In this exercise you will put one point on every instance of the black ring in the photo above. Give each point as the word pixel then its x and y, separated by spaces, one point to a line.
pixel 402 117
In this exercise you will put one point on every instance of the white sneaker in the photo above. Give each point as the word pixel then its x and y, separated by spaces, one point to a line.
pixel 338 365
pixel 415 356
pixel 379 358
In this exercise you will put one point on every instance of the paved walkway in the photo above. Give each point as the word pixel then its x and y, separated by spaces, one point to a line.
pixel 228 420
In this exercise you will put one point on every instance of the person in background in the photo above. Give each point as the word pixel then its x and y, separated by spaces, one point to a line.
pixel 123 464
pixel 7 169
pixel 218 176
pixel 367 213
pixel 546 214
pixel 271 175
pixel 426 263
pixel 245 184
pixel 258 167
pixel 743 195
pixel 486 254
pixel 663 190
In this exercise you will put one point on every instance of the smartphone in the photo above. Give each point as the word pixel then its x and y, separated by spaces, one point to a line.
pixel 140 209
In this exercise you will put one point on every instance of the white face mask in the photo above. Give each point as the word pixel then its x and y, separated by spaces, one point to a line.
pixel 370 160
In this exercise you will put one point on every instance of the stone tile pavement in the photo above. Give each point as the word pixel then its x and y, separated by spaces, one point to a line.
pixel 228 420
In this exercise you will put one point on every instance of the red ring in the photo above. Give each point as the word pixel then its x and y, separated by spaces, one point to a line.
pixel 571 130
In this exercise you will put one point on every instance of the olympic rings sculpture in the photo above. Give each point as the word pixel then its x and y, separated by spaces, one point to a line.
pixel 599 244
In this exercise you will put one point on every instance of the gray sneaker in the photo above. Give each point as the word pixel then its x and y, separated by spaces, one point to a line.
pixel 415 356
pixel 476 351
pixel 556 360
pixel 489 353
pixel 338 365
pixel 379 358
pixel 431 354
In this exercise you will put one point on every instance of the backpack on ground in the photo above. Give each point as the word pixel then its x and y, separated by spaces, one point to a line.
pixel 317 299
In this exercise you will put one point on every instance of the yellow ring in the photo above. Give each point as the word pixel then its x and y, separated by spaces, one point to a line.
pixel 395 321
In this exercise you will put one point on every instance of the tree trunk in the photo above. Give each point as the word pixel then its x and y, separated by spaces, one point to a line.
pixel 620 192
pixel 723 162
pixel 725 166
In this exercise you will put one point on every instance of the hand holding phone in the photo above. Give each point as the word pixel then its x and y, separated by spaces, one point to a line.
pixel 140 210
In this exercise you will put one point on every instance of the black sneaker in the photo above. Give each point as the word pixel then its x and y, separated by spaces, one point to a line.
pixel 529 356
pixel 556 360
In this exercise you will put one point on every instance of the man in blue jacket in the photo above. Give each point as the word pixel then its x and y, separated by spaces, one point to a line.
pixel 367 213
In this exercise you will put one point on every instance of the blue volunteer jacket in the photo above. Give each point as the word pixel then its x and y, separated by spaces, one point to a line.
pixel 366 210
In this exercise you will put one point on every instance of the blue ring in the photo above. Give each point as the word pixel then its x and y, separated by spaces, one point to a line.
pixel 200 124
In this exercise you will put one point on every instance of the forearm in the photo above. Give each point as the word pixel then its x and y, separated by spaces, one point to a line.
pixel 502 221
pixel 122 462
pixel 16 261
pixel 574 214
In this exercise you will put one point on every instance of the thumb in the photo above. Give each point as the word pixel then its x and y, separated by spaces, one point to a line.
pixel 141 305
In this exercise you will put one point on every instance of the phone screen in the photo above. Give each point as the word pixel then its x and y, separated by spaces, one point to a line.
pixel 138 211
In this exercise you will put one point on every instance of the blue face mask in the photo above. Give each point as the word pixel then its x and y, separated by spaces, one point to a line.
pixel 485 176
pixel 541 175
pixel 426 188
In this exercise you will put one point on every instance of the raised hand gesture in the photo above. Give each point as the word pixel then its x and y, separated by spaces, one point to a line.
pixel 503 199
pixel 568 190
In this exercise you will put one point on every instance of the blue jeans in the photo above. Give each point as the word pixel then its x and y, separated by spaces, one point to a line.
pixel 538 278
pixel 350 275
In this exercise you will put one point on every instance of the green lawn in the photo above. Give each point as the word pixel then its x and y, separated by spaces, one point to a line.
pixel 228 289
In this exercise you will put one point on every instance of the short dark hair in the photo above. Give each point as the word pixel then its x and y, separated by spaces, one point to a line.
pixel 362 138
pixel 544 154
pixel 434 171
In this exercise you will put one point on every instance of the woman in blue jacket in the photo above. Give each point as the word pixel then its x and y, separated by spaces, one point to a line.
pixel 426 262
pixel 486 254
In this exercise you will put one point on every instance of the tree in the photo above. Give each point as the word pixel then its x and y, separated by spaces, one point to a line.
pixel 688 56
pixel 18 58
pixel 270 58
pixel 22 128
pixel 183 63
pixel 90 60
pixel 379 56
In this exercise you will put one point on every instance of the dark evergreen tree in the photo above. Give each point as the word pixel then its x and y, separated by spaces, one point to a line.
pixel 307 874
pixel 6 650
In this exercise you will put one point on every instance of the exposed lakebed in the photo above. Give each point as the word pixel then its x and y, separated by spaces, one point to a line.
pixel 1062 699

________________________

What to produce: Repeat every line of the material exactly as given.

Expected answer:
In this exercise you will put one point on every instance of the black ring in the photo above. Give each point as the word pixel then its x and y, separated by spaces, one point to a line.
pixel 402 117
In this exercise you will put one point on every instance of the white sneaker in the photo above. Give each point as the word pixel then its x and y, separated by spaces, one point to a line.
pixel 338 365
pixel 415 356
pixel 379 358
In this exercise you will put one point on every instance of the paved walkway in the photo above. Give each point as the word pixel then its x and y, separated by spaces, one point to a line.
pixel 228 420
In this exercise you will put one point on every instance of the person in background in the photo above. Give each point as the word pixel then its x and y, separated by spaces, one point to a line.
pixel 123 464
pixel 7 169
pixel 218 176
pixel 367 213
pixel 546 214
pixel 271 175
pixel 426 263
pixel 245 184
pixel 258 167
pixel 743 195
pixel 486 254
pixel 663 190
In this exercise you will put one point on every instance of the smartphone in the photo above. Give each point as the word pixel then its x and y, separated by spaces, one point to a line.
pixel 140 209
In this exercise you will put one point on every instance of the white face mask in the photo above. Give each point as the word pixel then its x and y, separated by spaces, one point to a line.
pixel 370 160
In this exercise you will put one point on every instance of the stone tile pavement in the photo above. Give each point as the word pixel then its x and y, separated by spaces, one point to a line.
pixel 228 420
In this exercise you will put one point on every instance of the red ring in the photo above. Give each point as the word pixel then its x and y, separated by spaces, one point to a line.
pixel 571 130
In this exercise you will put one point on every instance of the olympic rings sculpture in the photo above. Give each point as the word pixel then its x and y, separated by spaces, one point to a line.
pixel 599 244
In this exercise you will put one point on every instance of the gray sneaker in the photo above. Give each point as the word pixel then its x and y, separated by spaces, one point to a line.
pixel 415 356
pixel 476 351
pixel 556 360
pixel 489 353
pixel 338 365
pixel 379 358
pixel 431 354
In this exercise you will put one point on every instance of the backpack on ground in the photo above. Give each point as the word pixel then its x and y, separated by spaces, one point to a line.
pixel 317 299
In this exercise you will put one point on every instance of the yellow ring in the photo above. Give each point as the word pixel then its x and y, separated by spaces, one point to a line.
pixel 395 321
In this exercise you will put one point on every instance of the tree trunk in the photo above. Give each point as the word pixel then its x and y, separated by spaces, one point to a line.
pixel 620 192
pixel 723 162
pixel 725 166
In this exercise you will put one point on every instance of the hand holding phone in the photo above. Give each point as the word pixel then its x and y, separated by spaces, one point to a line.
pixel 140 210
In this exercise you will put one point on every instance of the black sneaker in the photo above. Give each point as the word pixel then its x and y, separated by spaces, one point to a line.
pixel 529 356
pixel 556 360
In this exercise you will put one point on every instance of the man in blue jacket in the photo above. Give each point as the word pixel then its x and y, separated by spaces, one point to a line.
pixel 367 213
In this exercise you will put one point on every instance of the blue volunteer jacket in the photo above. Give each point as the word pixel then its x and y, separated by spaces, one point to a line.
pixel 366 210
In this exercise you will put one point on every instance of the blue ring in the photo above. Give each point as the word pixel then its x and y, separated by spaces, one point to a line.
pixel 200 124
In this exercise you will put one point on every instance of the forearm in the photo above. Give each point as the word pixel then its x and y, separated by spaces, one point to a line.
pixel 502 221
pixel 122 462
pixel 16 261
pixel 574 214
In this exercise you will put one point on every instance of the thumb in the photo above. Give each point as the word pixel then its x and y, separated by spaces, one point to a line.
pixel 141 305
In this exercise you will put one point on every instance of the phone screen in the photo above. Give each point as the word pixel then its x and y, separated by spaces, one point to a line.
pixel 138 211
In this exercise you will put one point on every instance of the blue face mask in the photo above. Give each point as the word pixel then its x and y, separated by spaces, one point to a line.
pixel 485 176
pixel 541 175
pixel 426 188
In this exercise you will put one point on every instance of the raised hand gesture in the photo above. Give each point as the word pixel then its x and y, separated by spaces, one point to a line.
pixel 503 199
pixel 568 190
In this exercise you will put one point on every instance of the blue jeans in the photo above. Give each point as the word pixel then its x and y, separated by spaces, one point to a line.
pixel 538 278
pixel 350 275
In this exercise you will put one point on every instance of the green lawn in the photo above. Give each point as the word pixel then its x and y, separated by spaces, one point to a line.
pixel 228 289
In this exercise you will put one point on every instance of the short dark hair in the photo above. Give each point as the word pixel then its x and y, separated by spaces, one point to a line.
pixel 362 138
pixel 544 154
pixel 434 171
In this exercise you will put one point on every instance of the woman in blue jacket in the photo above. Give each point as the word pixel then its x and y, separated by spaces, one point to a line.
pixel 426 262
pixel 486 254
In this exercise you will put one point on every instance of the tree in the photo above. Give each point as the word pixel then its x and y, separated by spaces, one point to a line.
pixel 688 56
pixel 18 58
pixel 270 58
pixel 22 128
pixel 183 63
pixel 90 60
pixel 379 56
In this exercise you will put one point on every instance of the dark evergreen tree in the photo above. Give each point as the word pixel then its x and y, separated by spaces, one point to a line.
pixel 307 874
pixel 6 650
In this exercise you will put one point on every instance of the exposed lakebed in the photo above. Give each point as the word pixel then its x and y, separated by spaces, one point to a line.
pixel 1062 699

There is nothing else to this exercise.